Required actions>
1) Write out the passage on higher-order regularization word for word, from "Higher-Order Regularization Convergence" to "the function’s smoothness.".
2) According to the passage on higher-order regularization, what two characteristics does the team identify for a suitable minimizer?

Excerpted text>

Tensor methods, optimisation techniques that utilise increasingly complex derivatives to find solutions, promise significant improvements in computational efficiency as their order increases. Karl Welzel, Yang Liu, and Raphael A. Hauser, all from the Mathematical Institute at the University of Oxford, alongside Coralia Cartis, now demonstrate local convergence for these adaptively regularised tensor methods, a crucial step towards realising their full potential. This work extends existing theory to functions with more general properties and, importantly, to methods that do not require prior knowledge of key parameters, offering the first established local convergence rates for adaptive regularisation. The team reveals surprising challenges arising from the use of non-convex local models and highlights how the choice of minimiser within the algorithm critically impacts convergence speed, confirming superlinear convergence for certain complex problems and establishing limits on achievable convergence rates.

Higher-Order Regularization Convergence Properties Explained

This research investigates the local convergence of higher-order regularization methods, techniques used to solve unconstrained optimization problems. Scientists aimed to understand when and how these methods converge, and what factors influence their performance. A central focus is the importance of selecting the right local model minimizer during the regularization process. The authors demonstrate that convergence results previously established for convex functions also hold for a broader class of functions exhibiting local uniform convexity. Furthermore, they strengthen existing results, showing that the convergence rates achieved by these methods can be improved to p/(q-1)th-order convergence during successful iterations, where p and q relate to the method’s order and the function’s smoothness.

Importantly, they prove this is the best possible rate under certain conditions. The team identifies two important characteristics of a suitable minimizer: a persistent minimizer, which remains stable as the regularization parameter increases, and an asymptotically successful minimizer, which leads to a successful iteration according to specific criteria. They also demonstrate that choosing the wrong minimizer inevitably leads to oscillations in the regularization parameter. The study defines key concepts such as regularization methods, local uniform convexity, and the order of convergence, providing a rigorous analysis of the local convergence behavior of higher-order regularization methods and emphasizing the critical role of selecting the right local model minimizer.

(Data listing)

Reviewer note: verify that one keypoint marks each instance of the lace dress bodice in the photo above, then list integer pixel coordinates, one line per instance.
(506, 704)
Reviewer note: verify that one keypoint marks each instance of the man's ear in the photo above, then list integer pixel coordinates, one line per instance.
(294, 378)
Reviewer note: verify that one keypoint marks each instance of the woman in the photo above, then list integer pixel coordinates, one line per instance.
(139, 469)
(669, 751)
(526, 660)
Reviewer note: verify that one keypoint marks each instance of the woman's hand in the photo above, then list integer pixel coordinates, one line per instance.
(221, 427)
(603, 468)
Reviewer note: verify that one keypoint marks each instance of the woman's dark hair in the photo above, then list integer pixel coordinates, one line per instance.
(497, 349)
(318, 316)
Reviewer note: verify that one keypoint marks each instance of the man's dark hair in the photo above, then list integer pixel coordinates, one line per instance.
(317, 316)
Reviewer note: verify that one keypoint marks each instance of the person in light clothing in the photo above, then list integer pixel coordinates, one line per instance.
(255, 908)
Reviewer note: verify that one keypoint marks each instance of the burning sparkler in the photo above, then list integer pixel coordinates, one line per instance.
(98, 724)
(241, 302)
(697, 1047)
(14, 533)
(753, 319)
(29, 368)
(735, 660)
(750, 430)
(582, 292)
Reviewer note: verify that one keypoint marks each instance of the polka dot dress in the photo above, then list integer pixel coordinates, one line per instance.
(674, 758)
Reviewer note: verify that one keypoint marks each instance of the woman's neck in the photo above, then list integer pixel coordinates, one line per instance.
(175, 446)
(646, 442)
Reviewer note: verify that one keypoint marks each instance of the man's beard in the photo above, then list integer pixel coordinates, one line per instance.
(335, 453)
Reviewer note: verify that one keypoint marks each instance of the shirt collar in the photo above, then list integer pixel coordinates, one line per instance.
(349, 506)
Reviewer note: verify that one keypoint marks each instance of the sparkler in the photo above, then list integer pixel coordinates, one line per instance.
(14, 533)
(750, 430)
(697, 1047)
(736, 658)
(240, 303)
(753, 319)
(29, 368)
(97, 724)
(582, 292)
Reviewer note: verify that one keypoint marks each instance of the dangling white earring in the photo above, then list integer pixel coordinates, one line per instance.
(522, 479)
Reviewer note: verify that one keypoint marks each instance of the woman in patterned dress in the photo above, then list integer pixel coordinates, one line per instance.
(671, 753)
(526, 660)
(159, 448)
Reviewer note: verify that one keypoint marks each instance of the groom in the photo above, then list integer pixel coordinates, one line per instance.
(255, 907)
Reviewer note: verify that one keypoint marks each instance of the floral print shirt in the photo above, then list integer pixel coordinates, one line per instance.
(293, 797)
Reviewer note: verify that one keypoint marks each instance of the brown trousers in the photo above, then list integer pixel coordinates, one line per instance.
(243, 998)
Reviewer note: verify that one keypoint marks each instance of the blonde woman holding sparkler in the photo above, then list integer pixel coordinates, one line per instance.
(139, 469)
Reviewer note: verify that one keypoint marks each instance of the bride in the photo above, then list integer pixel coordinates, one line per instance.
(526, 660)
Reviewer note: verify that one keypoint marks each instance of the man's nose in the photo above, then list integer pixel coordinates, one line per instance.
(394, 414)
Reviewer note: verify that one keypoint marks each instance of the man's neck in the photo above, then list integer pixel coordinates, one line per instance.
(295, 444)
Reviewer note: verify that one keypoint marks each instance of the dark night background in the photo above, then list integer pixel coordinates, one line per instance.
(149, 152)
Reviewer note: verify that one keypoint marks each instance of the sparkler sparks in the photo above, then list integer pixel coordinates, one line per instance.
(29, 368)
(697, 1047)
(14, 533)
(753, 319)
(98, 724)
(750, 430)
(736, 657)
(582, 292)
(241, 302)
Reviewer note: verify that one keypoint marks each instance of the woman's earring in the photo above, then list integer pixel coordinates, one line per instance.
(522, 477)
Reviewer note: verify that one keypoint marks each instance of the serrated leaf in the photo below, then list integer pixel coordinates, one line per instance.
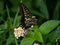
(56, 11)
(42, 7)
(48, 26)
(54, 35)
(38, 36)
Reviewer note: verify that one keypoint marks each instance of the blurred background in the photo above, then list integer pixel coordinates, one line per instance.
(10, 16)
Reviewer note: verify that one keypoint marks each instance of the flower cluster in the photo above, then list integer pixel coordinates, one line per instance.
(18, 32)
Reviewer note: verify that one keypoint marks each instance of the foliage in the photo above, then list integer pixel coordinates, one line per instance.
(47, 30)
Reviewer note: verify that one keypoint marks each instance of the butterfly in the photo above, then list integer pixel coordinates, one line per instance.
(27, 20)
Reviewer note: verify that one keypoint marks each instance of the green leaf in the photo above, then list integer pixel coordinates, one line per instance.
--
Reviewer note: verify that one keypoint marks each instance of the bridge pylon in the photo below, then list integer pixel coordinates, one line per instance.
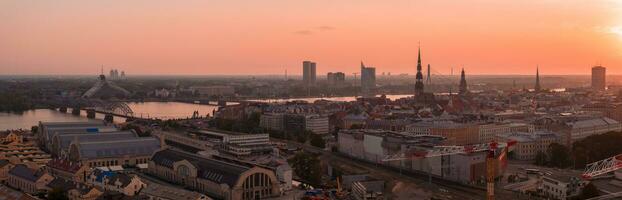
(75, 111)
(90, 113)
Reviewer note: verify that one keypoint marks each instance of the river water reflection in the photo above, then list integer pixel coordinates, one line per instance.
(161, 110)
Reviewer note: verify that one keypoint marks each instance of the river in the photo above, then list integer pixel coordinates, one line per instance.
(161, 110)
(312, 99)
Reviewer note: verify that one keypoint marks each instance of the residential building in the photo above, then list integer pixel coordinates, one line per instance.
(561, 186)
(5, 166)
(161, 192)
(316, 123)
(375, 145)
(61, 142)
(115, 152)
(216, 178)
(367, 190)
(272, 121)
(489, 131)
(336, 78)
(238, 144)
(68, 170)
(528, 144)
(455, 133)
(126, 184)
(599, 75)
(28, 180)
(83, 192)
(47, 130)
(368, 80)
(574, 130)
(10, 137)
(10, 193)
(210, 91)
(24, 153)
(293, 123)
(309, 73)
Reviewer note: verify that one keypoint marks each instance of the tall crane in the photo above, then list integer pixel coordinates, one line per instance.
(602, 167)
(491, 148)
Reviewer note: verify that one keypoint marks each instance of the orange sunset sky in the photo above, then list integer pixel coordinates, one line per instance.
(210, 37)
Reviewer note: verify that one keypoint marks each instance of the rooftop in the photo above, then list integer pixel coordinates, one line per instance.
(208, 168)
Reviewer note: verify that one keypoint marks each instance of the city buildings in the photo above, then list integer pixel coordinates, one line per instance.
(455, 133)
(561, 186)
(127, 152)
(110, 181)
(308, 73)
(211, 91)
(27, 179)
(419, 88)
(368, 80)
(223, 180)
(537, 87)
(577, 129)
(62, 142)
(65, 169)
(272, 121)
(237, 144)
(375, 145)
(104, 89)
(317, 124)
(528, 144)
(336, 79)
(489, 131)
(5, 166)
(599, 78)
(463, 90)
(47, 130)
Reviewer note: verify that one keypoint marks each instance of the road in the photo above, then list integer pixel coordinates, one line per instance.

List of solutions>
1)
Higher-Order Regularization Convergence Properties Explained

This research investigates the local convergence of higher-order regularization methods, techniques used to solve unconstrained optimization problems. Scientists aimed to understand when and how these methods converge, and what factors influence their performance. A central focus is the importance of selecting the right local model minimizer during the regularization process. The authors demonstrate that convergence results previously established for convex functions also hold for a broader class of functions exhibiting local uniform convexity. Furthermore, they strengthen existing results, showing that the convergence rates achieved by these methods can be improved to p/(q-1)th-order convergence during successful iterations, where p and q relate to the method’s order and the function’s smoothness.

2) A persistent minimizer and an asymptotically successful minimizer.